Point annotation dataset entries
----

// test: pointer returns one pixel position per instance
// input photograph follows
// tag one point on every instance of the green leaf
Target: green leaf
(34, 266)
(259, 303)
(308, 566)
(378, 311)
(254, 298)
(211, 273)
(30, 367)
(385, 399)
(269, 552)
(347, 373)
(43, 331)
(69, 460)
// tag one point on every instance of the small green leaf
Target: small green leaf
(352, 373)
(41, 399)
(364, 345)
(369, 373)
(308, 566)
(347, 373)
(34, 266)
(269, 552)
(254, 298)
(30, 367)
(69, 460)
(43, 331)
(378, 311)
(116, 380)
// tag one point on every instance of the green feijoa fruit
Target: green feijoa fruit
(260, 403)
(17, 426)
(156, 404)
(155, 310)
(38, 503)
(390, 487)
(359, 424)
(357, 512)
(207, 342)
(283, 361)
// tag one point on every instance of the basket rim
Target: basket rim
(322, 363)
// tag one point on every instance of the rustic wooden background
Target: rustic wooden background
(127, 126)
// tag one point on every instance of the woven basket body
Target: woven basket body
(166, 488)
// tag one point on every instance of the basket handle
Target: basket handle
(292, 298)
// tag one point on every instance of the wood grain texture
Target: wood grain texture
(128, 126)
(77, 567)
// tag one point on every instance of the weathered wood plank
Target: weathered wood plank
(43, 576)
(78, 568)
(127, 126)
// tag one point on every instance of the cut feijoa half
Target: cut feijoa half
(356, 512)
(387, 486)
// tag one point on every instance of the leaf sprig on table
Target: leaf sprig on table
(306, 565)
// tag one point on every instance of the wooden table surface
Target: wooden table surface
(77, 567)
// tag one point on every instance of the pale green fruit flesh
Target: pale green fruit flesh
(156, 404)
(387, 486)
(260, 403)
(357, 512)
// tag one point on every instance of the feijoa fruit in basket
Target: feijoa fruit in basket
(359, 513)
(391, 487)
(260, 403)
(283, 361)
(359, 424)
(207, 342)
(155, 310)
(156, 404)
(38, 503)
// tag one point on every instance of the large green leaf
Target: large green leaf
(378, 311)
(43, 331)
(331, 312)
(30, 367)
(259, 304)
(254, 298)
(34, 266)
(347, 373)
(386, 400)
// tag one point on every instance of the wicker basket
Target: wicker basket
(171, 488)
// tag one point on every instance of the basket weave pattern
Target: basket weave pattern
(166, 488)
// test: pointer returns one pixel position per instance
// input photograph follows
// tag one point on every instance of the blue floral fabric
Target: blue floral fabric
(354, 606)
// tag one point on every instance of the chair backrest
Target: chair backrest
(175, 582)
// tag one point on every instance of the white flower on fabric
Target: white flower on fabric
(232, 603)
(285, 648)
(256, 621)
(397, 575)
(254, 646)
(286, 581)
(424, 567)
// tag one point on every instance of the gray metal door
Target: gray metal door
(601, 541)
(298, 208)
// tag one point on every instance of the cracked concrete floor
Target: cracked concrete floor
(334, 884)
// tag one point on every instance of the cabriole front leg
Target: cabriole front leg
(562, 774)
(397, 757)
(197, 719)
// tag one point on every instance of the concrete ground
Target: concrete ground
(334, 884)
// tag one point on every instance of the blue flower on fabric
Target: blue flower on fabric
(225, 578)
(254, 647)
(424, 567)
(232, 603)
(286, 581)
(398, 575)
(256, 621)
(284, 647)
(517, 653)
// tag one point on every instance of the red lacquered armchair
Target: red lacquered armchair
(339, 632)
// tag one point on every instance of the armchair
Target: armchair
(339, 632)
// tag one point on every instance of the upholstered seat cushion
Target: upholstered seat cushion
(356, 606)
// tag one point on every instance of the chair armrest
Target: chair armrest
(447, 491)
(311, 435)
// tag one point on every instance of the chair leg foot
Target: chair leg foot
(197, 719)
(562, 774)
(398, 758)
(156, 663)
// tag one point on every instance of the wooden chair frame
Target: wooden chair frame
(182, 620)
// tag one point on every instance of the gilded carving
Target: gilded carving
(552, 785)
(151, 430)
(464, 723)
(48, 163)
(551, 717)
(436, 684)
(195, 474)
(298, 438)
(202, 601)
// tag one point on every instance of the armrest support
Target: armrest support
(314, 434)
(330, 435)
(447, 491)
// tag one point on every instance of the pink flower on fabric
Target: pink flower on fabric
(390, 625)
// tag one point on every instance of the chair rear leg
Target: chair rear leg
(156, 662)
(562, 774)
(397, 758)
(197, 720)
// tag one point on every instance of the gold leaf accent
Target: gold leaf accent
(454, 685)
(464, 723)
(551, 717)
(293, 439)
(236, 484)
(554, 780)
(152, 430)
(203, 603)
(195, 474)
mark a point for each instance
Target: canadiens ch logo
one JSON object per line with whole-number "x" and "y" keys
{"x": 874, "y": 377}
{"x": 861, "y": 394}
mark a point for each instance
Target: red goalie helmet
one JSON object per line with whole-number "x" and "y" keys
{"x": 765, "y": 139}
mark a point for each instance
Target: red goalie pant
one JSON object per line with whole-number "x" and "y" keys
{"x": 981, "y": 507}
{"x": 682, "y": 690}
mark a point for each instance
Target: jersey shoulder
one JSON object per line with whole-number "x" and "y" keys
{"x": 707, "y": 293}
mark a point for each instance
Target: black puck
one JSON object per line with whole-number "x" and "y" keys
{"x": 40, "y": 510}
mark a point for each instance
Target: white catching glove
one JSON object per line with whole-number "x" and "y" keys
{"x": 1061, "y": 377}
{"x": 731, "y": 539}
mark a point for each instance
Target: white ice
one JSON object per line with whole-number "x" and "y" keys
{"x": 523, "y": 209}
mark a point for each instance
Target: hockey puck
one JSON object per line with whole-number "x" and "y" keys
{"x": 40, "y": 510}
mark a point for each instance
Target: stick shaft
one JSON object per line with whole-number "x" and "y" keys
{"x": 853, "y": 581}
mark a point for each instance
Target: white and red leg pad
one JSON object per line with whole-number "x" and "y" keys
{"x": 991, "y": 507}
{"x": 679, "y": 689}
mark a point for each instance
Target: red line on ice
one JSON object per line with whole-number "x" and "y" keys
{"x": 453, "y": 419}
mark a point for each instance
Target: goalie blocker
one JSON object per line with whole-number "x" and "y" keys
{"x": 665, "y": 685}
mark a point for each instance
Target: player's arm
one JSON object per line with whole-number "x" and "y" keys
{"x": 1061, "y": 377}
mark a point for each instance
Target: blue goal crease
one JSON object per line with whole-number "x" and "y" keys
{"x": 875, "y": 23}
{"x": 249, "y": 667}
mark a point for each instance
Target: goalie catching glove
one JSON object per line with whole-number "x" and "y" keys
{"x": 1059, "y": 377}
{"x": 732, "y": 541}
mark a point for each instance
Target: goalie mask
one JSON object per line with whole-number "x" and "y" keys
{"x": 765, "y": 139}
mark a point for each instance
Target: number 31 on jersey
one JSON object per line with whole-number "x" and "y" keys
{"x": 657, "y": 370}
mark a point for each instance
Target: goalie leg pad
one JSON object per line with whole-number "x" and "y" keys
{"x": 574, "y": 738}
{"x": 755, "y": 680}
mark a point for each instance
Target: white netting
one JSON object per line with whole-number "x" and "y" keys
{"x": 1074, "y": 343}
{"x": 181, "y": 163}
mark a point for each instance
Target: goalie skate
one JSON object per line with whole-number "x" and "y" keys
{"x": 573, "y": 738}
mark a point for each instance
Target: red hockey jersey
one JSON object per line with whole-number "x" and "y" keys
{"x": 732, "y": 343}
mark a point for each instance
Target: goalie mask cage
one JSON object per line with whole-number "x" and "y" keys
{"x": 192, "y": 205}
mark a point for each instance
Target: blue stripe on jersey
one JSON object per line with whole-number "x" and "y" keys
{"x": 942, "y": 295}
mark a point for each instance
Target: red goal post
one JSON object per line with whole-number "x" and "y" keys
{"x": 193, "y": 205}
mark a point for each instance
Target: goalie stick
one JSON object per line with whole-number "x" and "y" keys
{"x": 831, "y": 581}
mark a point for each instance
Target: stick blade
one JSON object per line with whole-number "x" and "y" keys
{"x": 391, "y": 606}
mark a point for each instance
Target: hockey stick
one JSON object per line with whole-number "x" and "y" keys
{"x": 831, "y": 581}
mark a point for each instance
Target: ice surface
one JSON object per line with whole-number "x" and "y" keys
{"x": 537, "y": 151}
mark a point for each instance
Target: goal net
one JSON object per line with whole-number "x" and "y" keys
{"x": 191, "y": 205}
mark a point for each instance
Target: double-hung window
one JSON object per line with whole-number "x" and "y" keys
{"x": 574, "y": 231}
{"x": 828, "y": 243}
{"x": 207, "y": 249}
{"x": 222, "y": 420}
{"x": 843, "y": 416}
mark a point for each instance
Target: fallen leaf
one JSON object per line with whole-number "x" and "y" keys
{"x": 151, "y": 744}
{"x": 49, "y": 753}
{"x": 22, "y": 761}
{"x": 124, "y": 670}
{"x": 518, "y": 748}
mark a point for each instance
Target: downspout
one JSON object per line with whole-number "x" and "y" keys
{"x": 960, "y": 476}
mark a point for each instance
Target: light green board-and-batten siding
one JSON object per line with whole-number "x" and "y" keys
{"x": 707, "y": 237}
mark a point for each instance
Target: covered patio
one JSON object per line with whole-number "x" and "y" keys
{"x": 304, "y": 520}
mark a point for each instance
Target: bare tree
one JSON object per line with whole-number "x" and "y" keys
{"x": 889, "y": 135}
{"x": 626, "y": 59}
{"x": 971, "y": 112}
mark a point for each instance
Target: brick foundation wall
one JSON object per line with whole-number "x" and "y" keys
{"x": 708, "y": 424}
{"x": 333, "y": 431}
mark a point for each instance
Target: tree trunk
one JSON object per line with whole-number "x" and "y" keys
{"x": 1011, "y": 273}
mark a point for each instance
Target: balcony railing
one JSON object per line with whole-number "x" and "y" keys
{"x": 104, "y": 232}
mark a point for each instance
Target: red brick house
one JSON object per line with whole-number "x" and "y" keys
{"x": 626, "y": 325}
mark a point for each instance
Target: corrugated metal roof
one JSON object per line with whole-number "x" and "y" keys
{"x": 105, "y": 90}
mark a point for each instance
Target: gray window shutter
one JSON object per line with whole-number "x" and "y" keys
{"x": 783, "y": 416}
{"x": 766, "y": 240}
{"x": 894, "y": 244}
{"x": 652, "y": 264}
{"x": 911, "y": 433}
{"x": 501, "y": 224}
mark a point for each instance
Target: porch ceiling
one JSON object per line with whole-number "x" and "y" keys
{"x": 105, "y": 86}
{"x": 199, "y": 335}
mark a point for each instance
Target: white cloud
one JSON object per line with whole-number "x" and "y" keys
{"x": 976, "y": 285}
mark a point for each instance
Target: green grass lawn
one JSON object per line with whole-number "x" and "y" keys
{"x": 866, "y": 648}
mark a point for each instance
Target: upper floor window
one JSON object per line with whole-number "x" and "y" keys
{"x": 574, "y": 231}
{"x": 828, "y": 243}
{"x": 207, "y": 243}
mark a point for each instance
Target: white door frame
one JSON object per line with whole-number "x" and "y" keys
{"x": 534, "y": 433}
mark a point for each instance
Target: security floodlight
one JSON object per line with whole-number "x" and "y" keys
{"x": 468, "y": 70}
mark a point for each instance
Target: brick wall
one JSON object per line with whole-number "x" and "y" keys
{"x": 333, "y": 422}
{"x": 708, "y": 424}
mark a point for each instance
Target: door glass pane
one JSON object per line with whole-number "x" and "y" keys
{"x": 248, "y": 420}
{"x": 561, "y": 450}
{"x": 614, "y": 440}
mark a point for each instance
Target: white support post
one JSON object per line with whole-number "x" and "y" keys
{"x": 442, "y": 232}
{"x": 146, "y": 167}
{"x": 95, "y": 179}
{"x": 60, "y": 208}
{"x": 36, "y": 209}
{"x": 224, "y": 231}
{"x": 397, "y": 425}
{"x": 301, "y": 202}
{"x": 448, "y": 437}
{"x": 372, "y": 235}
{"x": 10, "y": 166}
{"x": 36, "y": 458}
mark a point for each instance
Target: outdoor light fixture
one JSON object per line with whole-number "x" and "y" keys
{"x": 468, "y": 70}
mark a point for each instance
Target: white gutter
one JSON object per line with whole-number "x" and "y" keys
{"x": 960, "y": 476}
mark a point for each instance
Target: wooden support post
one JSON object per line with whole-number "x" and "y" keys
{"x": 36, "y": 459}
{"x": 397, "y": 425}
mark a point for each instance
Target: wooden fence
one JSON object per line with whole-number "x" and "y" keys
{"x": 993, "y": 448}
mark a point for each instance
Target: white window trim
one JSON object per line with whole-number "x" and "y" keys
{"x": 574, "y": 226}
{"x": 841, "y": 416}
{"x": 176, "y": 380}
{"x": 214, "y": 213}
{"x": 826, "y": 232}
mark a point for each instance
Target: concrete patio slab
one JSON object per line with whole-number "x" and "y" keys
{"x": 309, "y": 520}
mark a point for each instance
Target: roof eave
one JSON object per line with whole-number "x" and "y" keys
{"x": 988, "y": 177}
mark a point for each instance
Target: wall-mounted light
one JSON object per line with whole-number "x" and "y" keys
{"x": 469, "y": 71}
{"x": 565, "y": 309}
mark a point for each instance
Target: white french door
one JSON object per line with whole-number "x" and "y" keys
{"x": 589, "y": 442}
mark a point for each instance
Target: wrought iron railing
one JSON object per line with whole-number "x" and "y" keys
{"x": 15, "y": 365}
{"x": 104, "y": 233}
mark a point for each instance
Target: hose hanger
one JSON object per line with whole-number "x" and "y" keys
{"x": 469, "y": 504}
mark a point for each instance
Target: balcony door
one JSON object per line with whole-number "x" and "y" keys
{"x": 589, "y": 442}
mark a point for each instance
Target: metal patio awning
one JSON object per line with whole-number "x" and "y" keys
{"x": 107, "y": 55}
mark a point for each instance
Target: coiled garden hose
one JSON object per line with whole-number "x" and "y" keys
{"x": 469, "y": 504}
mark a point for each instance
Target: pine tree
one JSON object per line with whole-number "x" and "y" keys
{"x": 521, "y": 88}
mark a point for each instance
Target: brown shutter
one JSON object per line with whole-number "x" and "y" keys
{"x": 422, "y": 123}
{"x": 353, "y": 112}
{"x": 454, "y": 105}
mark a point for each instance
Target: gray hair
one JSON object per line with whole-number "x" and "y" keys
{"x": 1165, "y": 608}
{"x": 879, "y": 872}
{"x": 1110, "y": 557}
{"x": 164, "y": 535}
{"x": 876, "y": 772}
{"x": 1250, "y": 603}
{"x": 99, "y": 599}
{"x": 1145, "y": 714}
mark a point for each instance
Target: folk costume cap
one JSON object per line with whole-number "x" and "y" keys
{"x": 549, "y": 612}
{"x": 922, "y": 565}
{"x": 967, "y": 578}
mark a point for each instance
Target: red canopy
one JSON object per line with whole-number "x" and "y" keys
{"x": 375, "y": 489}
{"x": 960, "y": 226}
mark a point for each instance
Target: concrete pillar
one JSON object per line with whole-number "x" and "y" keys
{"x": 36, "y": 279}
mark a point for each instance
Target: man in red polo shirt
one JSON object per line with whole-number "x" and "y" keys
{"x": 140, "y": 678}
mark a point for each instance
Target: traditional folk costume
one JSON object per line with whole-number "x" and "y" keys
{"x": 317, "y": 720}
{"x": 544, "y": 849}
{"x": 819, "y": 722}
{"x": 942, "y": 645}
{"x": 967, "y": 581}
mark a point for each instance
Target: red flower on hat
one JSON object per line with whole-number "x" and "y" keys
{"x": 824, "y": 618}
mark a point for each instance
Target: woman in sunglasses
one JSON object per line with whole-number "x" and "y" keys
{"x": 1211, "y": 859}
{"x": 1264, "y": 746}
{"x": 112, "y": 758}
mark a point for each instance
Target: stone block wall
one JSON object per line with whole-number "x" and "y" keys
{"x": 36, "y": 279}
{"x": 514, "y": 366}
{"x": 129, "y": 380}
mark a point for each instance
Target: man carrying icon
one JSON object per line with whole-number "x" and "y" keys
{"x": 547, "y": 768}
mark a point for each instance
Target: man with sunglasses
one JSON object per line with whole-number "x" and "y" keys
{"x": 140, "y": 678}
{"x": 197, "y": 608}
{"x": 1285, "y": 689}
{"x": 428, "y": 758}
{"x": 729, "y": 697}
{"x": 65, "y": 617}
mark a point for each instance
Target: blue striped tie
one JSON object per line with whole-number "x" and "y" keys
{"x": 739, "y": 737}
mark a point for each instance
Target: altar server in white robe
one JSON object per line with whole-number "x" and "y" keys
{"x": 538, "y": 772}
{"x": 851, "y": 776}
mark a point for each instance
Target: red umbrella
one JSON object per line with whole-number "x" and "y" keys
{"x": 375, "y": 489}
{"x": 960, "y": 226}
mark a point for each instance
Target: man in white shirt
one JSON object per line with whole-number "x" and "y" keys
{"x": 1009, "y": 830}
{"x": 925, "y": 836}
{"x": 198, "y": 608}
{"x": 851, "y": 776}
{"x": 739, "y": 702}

----

§ **What needs to be done**
Extract every line of the entries above that contains the word "texture", treating uppercase and lowercase letters as different.

§ **Solved exercise**
// tag one point on every instance of the wood grain texture
Target: wood grain texture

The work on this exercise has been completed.